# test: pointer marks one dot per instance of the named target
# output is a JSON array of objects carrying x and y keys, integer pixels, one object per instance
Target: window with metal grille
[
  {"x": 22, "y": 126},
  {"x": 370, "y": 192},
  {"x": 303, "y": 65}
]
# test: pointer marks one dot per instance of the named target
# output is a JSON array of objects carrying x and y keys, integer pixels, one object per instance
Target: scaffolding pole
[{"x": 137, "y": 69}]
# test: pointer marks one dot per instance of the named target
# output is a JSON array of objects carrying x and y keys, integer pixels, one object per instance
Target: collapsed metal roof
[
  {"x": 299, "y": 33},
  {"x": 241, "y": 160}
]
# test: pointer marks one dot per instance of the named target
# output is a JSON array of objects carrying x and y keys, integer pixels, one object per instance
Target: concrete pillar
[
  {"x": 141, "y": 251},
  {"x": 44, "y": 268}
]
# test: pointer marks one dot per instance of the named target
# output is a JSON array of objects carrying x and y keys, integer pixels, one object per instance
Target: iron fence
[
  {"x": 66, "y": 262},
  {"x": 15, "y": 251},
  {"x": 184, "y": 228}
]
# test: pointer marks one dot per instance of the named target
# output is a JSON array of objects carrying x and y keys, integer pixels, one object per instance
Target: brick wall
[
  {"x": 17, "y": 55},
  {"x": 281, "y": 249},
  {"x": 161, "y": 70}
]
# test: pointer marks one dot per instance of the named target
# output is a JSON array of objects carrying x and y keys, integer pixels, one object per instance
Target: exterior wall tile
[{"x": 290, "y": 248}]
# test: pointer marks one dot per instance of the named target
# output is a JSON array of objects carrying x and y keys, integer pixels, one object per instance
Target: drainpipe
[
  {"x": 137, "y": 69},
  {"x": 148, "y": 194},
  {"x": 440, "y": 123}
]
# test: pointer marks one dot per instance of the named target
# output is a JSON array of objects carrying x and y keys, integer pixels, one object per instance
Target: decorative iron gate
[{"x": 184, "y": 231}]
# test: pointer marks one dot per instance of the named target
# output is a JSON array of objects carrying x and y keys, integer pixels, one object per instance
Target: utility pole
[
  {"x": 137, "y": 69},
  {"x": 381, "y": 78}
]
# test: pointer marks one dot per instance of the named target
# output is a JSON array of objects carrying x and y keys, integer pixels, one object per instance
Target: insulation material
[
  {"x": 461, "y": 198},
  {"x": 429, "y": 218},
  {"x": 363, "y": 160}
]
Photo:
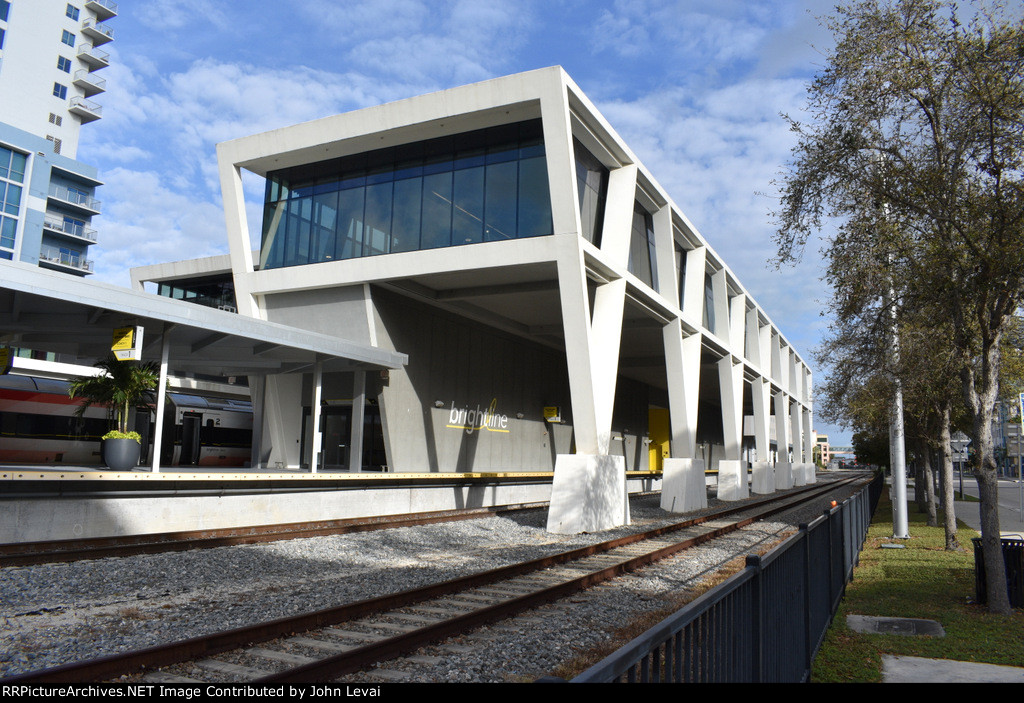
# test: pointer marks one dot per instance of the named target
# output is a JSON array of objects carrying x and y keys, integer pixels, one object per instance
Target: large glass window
[
  {"x": 486, "y": 185},
  {"x": 709, "y": 310},
  {"x": 642, "y": 258},
  {"x": 592, "y": 187},
  {"x": 12, "y": 167},
  {"x": 680, "y": 271}
]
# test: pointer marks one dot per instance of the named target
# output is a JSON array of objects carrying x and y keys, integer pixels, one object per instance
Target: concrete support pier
[
  {"x": 783, "y": 475},
  {"x": 763, "y": 478},
  {"x": 732, "y": 480},
  {"x": 683, "y": 486},
  {"x": 588, "y": 494}
]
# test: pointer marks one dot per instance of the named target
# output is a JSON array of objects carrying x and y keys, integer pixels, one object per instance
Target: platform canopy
[{"x": 51, "y": 311}]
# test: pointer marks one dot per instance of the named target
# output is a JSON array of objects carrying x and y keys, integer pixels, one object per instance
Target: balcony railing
[
  {"x": 104, "y": 9},
  {"x": 76, "y": 229},
  {"x": 89, "y": 82},
  {"x": 88, "y": 112},
  {"x": 94, "y": 57},
  {"x": 99, "y": 34},
  {"x": 52, "y": 255},
  {"x": 65, "y": 194}
]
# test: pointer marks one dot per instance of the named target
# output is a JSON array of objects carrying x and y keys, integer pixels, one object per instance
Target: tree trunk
[
  {"x": 928, "y": 479},
  {"x": 948, "y": 510},
  {"x": 981, "y": 401}
]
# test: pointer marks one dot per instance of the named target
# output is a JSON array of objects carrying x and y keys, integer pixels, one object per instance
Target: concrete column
[
  {"x": 560, "y": 159},
  {"x": 752, "y": 348},
  {"x": 730, "y": 378},
  {"x": 800, "y": 473},
  {"x": 683, "y": 486},
  {"x": 783, "y": 470},
  {"x": 682, "y": 359},
  {"x": 257, "y": 393},
  {"x": 732, "y": 480},
  {"x": 358, "y": 416},
  {"x": 239, "y": 247},
  {"x": 696, "y": 265},
  {"x": 314, "y": 416},
  {"x": 763, "y": 475},
  {"x": 665, "y": 251},
  {"x": 737, "y": 324},
  {"x": 283, "y": 403},
  {"x": 721, "y": 294},
  {"x": 808, "y": 445},
  {"x": 158, "y": 435}
]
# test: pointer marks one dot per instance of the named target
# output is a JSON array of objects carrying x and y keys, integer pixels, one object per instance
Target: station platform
[{"x": 43, "y": 503}]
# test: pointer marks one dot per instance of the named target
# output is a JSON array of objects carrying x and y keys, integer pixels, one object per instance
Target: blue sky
[{"x": 695, "y": 87}]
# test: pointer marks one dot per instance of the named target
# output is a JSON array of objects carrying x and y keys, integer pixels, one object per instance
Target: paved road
[{"x": 1010, "y": 506}]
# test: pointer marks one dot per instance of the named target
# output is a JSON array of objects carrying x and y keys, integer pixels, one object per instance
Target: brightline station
[{"x": 506, "y": 239}]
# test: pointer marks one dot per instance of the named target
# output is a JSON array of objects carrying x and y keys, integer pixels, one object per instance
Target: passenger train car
[{"x": 38, "y": 425}]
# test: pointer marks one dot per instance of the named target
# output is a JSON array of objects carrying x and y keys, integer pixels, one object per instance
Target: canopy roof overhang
[{"x": 50, "y": 311}]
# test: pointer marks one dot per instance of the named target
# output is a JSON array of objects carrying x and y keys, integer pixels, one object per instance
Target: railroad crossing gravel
[{"x": 60, "y": 613}]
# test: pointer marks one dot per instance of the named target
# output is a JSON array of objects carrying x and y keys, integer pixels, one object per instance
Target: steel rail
[{"x": 113, "y": 666}]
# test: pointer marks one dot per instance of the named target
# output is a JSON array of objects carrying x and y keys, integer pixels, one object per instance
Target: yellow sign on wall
[{"x": 127, "y": 344}]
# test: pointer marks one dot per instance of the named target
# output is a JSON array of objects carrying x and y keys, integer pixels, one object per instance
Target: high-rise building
[{"x": 49, "y": 55}]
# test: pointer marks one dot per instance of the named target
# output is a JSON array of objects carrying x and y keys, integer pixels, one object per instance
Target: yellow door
[{"x": 659, "y": 432}]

^^^^

[TASK TO CARRY OUT]
The response should repeat each record precisely and contain no pictures.

[ANSWER TO THIS TASK]
# test: pointer marks one dot per instance of the named target
# output is a JSON array of objects carrying x and y keys, integer pixels, one object per instance
Target: window with metal grille
[
  {"x": 22, "y": 126},
  {"x": 370, "y": 192},
  {"x": 303, "y": 65}
]
# test: pointer marks one dot per instance of the named target
# output is a JSON array of objects carrying x and y keys, integer pixels, one object per instance
Target: scaffolding pole
[{"x": 137, "y": 69}]
# test: pointer marks one dot per instance of the named target
# output is a JSON array of objects carrying x and y keys, integer pixels, one object per instance
Target: collapsed metal roof
[
  {"x": 299, "y": 33},
  {"x": 241, "y": 160}
]
# test: pointer marks one dot per instance of the named target
# output is a JSON array of objects carrying x and y keys, integer pixels, one object per instance
Target: concrete pillar
[
  {"x": 141, "y": 251},
  {"x": 44, "y": 268}
]
# test: pointer marks one dot per instance of the named target
# output is a JSON array of objects carrying x and y keys, integer pixels, one object per instance
Target: iron fence
[
  {"x": 66, "y": 262},
  {"x": 15, "y": 251},
  {"x": 184, "y": 228}
]
# test: pointer marks one dot per instance of the named target
# output is a JSON array of objects carrying x and y keys, integer pixels, one object per instance
Target: brick wall
[
  {"x": 17, "y": 55},
  {"x": 281, "y": 249},
  {"x": 161, "y": 70}
]
# test: pointer marks one dot per instance of the named target
# output is a JSON array of objects carrying x and y keys, integer pixels, one object per instance
Target: exterior wall tile
[{"x": 290, "y": 248}]
# test: pointer marks one dot per instance of the named target
# output is a JSON array of objects carrying x and y keys, integer pixels, one object per instance
Target: drainpipe
[
  {"x": 137, "y": 69},
  {"x": 148, "y": 194},
  {"x": 440, "y": 123}
]
# test: pointer marks one dot per instance of the named target
# output is a JSON array of objects carrying x and y keys, integer pixels, one object per instance
Target: decorative iron gate
[{"x": 184, "y": 231}]
# test: pointer marks one dot per instance of the named target
# output is a JSON array of objects carrying x and y keys, integer pixels, one object per instance
Target: utility pole
[
  {"x": 137, "y": 69},
  {"x": 381, "y": 78}
]
# test: pointer marks one dot per instance of the named target
# output is a JSON array of objects carrying x and y keys, integer pixels, one object per instance
Target: insulation material
[
  {"x": 461, "y": 198},
  {"x": 429, "y": 218},
  {"x": 363, "y": 160}
]
Photo:
# test: pointer marks one dot per instance of the named target
# output is a JSON array of objects carrying x and y keys, integer pixels, one object per instance
Target: large glass window
[
  {"x": 486, "y": 185},
  {"x": 709, "y": 310},
  {"x": 642, "y": 258},
  {"x": 592, "y": 187},
  {"x": 12, "y": 167},
  {"x": 680, "y": 271}
]
# test: pointer marks one dot per instance of the named target
# output is a JSON array of objects carrying x and y keys, integer pixels, one object per instance
Target: concrete support pier
[
  {"x": 783, "y": 475},
  {"x": 763, "y": 478},
  {"x": 732, "y": 480},
  {"x": 683, "y": 486},
  {"x": 588, "y": 494}
]
# test: pointer marks one dot per instance of the named target
# output is a JSON array of objects carrying x and y keys, integer pixels, one object per instance
Target: platform canopy
[{"x": 51, "y": 311}]
# test: pointer marks one dot per instance of the named target
# output is a JSON array of objects carrying x and y keys, integer pixels, one object per instance
Target: balcony railing
[
  {"x": 104, "y": 9},
  {"x": 76, "y": 229},
  {"x": 89, "y": 82},
  {"x": 88, "y": 112},
  {"x": 94, "y": 57},
  {"x": 99, "y": 34},
  {"x": 52, "y": 255},
  {"x": 65, "y": 194}
]
# test: pointer marks one dot per instance of the named target
# output is a JSON array of objects carrying x and y keys, integer pixels, one object per instance
Target: tree trunk
[
  {"x": 928, "y": 479},
  {"x": 948, "y": 510},
  {"x": 981, "y": 401}
]
# test: pointer marks one dot per instance of the named target
# output is a JSON array of objects carrying x and y keys, integer pixels, one object per instance
Target: concrete column
[
  {"x": 560, "y": 159},
  {"x": 752, "y": 348},
  {"x": 730, "y": 378},
  {"x": 800, "y": 473},
  {"x": 683, "y": 486},
  {"x": 783, "y": 470},
  {"x": 682, "y": 359},
  {"x": 257, "y": 393},
  {"x": 732, "y": 480},
  {"x": 358, "y": 416},
  {"x": 239, "y": 247},
  {"x": 696, "y": 265},
  {"x": 314, "y": 416},
  {"x": 763, "y": 475},
  {"x": 665, "y": 251},
  {"x": 737, "y": 324},
  {"x": 283, "y": 403},
  {"x": 721, "y": 294},
  {"x": 808, "y": 445},
  {"x": 158, "y": 435}
]
# test: pointer marks one dot per instance of the named target
# output is a JSON array of objects carrying x and y keys, integer pixels, one object per instance
Target: station platform
[{"x": 43, "y": 503}]
# test: pointer marks one dot per instance of the named target
# output is a JSON array of objects carrying x and y keys, integer pixels, one object per instance
Target: blue sky
[{"x": 695, "y": 87}]
# test: pointer marks one dot per instance of the named target
# output is a JSON array of objects carrying x and y keys, integer pixels, one object per instance
Target: paved road
[{"x": 1010, "y": 506}]
# test: pointer marks one dot per instance of the named target
# output is a JSON array of objects carrying x and y keys, integer pixels, one object per instance
Target: brightline station
[{"x": 506, "y": 239}]
# test: pointer marks one dot per instance of the named target
# output is a JSON array of objects carrying x and y keys, integer pixels, one object per instance
Target: passenger train car
[{"x": 38, "y": 425}]
# test: pointer marks one dot per instance of the named target
# output is a JSON array of objects carrying x and y keys, integer pixels, one object per instance
Target: canopy roof overhang
[{"x": 50, "y": 311}]
# test: pointer marks one dot per instance of the named target
# output is a JSON array of objects carrying x and y keys, integer pixels, one object per instance
Target: railroad crossing gravel
[{"x": 60, "y": 613}]
# test: pointer marks one dot per instance of the named target
# output is a JSON array of objects carrying x and y keys, integer pixels, one object per instance
Target: steel rail
[{"x": 113, "y": 666}]
# test: pointer marks one dot per instance of the named target
# output is a JSON array of objects carrying x and y keys, integer pixels, one object per instance
Target: yellow sign on wall
[{"x": 127, "y": 344}]
# test: pointer marks one dot per instance of the named target
# output is a JSON array of objects carrying x and y keys, integer pixels, one object per instance
Target: high-rise building
[{"x": 49, "y": 55}]
# test: pointer marks one dot per instance of the named target
# output is a JSON array of objects carrying x and y keys, integer pixels, one object per instance
Target: yellow door
[{"x": 659, "y": 432}]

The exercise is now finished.